ЗАДАНИЕ A - Соберите все строки, в которых встречается слово «drawer», и перепишите их без изменений. Регистр букв учитывается.

● ● ● ● ● ● ●

Предвижу возражения. Существуют же сады версальского типа, с подстриженными и аккуратно рассаженными деревцами. Да, но ведь это именно «парки», а не «леса», и они не раздражают нас лишь потому, что рядом с ними глаз отдыхает на хаотически прекрасных зарослях нашего северного леса или каких-нибудь французских маки…
Правда, мы говорим: «Какие миленькие обои!», войдя в комнату, оклеенную бумагой, на которой сотни и тысячи раз в одинаковом чередовании повторяются совершенно одинаковые букетики, а то и на самом деле — квадраты, рамбики и кружки.
Да, конечно; но выйдя из этой комнаты, вы вздохнете с облегчением, когда ваш взгляд падает на совершенно ровную поверхность стены с еле намеченным тонким золотым узором или же, напротив того, на какие-нибудь «сумасшедшие» яркие полосы и пятна. А еще приятнее, стоя на террасе Версальского, скажем, дворца, просто поднять глаза и увидеть на голубом небе тут «облако, похожее на рояль», как у А. П. Чехова, а рядом какие-нибудь «тучкины штучки», вроде описанных В. В. Маяковским, или просто те лермонтовские «тучки небесные, вечные странники», у каждой из которых — своя форма, свой размер, своя игра света и тени…
На краткое время мы можем полюбоваться идеальной прямизной петергофского Большого канала, идущего от дворца к морю. Но неужели хотели бы вы, чтобы ваш друг — ручьишко, мечущийся туда и сюда по вешним рощам, тут в глубокой тени, там на ярком солнце, здесь прыгающий по мокрым валунам, а там вдруг как бы уснувший в заводи, пронизанной косыми солнечными лучами, чтобы и он превратился внезапно в вытянутую по шнуру канаву с одинаково повторяющимися поворотами: 60 градусов налево, 30 градусов направо. Опять 30 направо, потом — 30 влево…
Я представил себе сейчас вот такой, вытянутый по линейке, мирок, и мне, ей-богу, тошно стало!
Как-то «Литературная газета» поместила статью одного западного архитектора. Он сыпал парадоксами и уверял: в градостроительство необходимо срочно внести элемент случайности! Она всегда присутствовала в городах древности. Именно поэтому нас так пленяют и старый Рим, и Бенарес, и ансамбль Московского Кремля или таллинского Вышгорода. В таких городах было легче жить, чем теперь в разлинеенных по угольнику кварталах Манхеттена или в гигантских новостройках наших дней.

● ● ● ● ● ● ●

ЗАДАНИЕ B - Выведите без изменений часть фрагмента текста выше, которая открывается словами «Предвижу возражения. Существуют» и заканчивается словами «рамбики и кружки.».

● ● ● ● ● ● ●

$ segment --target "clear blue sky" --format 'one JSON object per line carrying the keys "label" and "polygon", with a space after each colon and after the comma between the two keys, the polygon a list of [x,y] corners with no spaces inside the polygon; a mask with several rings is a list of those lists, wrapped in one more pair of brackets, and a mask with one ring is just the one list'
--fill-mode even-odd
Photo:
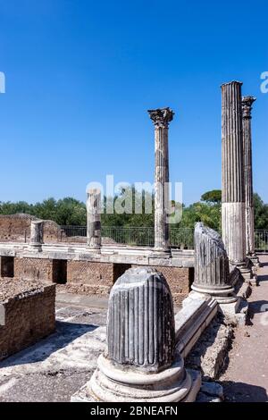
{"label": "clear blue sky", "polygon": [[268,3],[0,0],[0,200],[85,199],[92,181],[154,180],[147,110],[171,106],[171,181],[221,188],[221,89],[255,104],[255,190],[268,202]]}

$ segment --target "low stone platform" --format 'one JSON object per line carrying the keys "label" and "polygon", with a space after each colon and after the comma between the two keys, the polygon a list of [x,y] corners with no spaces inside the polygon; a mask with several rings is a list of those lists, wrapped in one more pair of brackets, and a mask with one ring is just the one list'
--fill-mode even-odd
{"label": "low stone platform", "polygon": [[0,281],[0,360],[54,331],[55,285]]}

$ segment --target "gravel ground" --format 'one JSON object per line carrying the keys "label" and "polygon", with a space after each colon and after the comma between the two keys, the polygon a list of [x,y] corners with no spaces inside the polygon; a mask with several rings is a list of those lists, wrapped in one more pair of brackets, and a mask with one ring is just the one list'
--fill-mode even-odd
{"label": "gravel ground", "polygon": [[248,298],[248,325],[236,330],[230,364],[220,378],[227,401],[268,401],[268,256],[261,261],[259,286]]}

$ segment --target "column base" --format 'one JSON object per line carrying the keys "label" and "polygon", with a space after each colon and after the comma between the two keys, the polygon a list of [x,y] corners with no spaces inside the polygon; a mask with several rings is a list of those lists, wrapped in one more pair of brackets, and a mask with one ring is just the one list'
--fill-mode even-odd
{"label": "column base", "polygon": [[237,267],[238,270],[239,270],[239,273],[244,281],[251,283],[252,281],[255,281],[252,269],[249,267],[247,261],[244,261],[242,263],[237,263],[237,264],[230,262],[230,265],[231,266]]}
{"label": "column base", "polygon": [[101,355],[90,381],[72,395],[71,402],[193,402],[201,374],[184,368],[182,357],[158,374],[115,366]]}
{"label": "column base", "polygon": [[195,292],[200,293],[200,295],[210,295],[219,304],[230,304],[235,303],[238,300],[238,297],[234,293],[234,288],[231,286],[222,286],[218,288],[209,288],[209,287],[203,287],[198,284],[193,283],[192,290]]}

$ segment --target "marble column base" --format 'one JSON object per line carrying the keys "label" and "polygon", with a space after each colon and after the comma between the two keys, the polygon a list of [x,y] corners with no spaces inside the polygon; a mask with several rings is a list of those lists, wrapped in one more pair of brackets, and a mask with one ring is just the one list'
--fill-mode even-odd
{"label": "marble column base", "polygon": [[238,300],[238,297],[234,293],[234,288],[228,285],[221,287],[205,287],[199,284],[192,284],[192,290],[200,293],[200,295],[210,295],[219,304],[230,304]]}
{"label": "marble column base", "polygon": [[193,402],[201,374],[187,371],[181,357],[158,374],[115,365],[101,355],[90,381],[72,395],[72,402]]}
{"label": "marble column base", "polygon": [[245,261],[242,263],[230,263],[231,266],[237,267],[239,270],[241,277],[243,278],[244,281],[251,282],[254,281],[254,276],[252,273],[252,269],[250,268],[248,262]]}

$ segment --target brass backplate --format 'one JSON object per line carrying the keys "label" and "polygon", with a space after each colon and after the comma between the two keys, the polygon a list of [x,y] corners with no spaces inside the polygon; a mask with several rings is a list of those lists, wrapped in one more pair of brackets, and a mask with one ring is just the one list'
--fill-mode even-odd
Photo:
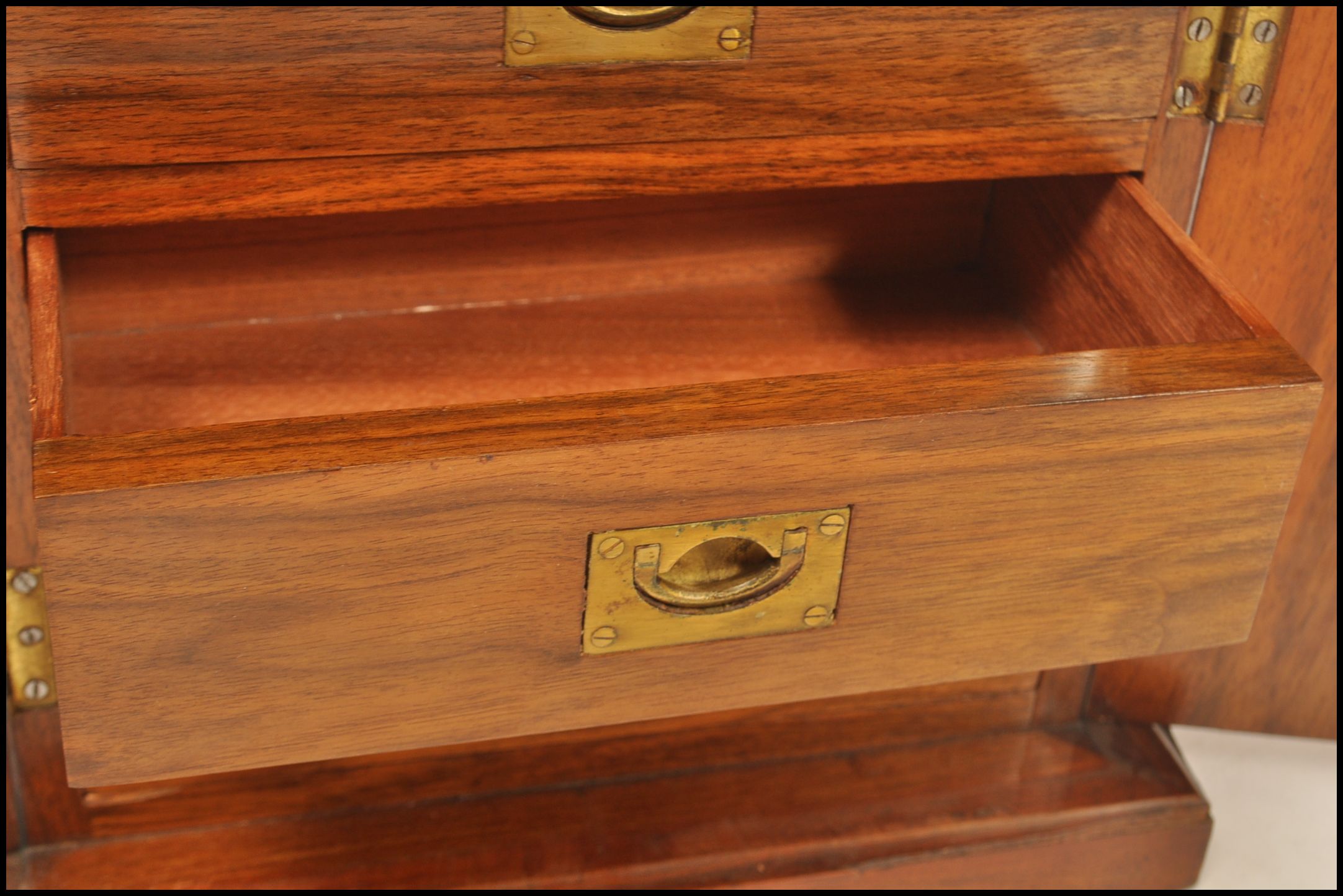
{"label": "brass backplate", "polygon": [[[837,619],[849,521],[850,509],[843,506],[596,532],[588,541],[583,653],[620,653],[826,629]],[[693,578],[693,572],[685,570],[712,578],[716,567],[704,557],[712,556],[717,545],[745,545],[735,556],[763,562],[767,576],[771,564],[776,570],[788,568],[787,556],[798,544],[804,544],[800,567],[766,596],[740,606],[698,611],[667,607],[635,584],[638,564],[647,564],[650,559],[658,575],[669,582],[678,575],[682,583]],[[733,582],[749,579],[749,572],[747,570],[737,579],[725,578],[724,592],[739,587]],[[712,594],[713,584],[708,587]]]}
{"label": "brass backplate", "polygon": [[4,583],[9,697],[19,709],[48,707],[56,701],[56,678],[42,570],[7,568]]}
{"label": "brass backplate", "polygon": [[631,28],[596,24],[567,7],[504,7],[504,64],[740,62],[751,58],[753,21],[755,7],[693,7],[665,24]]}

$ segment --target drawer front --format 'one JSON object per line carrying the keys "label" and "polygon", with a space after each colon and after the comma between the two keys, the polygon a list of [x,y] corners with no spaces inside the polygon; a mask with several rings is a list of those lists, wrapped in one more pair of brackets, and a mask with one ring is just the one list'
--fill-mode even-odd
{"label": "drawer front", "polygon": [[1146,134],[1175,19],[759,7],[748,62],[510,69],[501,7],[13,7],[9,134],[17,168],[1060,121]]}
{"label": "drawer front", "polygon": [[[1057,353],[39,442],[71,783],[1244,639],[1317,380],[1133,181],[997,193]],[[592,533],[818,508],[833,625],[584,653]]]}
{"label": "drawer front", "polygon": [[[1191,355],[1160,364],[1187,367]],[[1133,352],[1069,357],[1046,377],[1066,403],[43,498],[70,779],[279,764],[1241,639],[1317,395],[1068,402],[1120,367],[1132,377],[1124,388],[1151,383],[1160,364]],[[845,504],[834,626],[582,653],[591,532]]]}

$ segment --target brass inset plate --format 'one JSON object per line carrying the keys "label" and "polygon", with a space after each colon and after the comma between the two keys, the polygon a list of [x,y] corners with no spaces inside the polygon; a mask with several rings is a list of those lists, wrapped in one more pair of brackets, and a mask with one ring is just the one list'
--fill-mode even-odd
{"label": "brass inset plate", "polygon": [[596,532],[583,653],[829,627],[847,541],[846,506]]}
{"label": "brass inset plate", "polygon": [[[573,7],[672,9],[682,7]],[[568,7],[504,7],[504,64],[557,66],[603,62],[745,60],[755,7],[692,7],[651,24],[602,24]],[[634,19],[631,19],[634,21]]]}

● ● ● ● ● ● ●

ОТВЕТ A -
$ segment --target drawer front --format 'one JSON object per line carrying the keys "label" and "polygon", with a space after each colon and after the comma between the two keys, the polygon a list of [x,y] corners with no spaces inside the polygon; a mask with several rings is a list of those lists, wrapped in one more pair of brackets, and a mask with one ring is just the one list'
{"label": "drawer front", "polygon": [[1146,134],[1175,19],[759,7],[748,62],[510,69],[501,7],[13,7],[9,134],[17,168],[1060,121]]}
{"label": "drawer front", "polygon": [[[1057,353],[39,442],[71,783],[1244,639],[1317,380],[1133,181],[997,193]],[[592,533],[818,508],[833,625],[584,653]]]}
{"label": "drawer front", "polygon": [[[1191,355],[1160,364],[1187,367]],[[1133,352],[1069,357],[1046,377],[1066,403],[43,498],[70,779],[279,764],[1241,639],[1317,395],[1068,402],[1120,367],[1132,377],[1124,388],[1151,383],[1160,364]],[[845,504],[834,626],[582,653],[591,532]]]}

ОТВЕТ B -
Предвижу возражения. Существуют же сады версальского типа, с подстриженными и аккуратно рассаженными деревцами. Да, но ведь это именно «парки», а не «леса», и они не раздражают нас лишь потому, что рядом с ними глаз отдыхает на хаотически прекрасных зарослях нашего северного леса или каких-нибудь французских маки…
Правда, мы говорим: «Какие миленькие обои!», войдя в комнату, оклеенную бумагой, на которой сотни и тысячи раз в одинаковом чередовании повторяются совершенно одинаковые букетики, а то и на самом деле — квадраты, рамбики и кружки.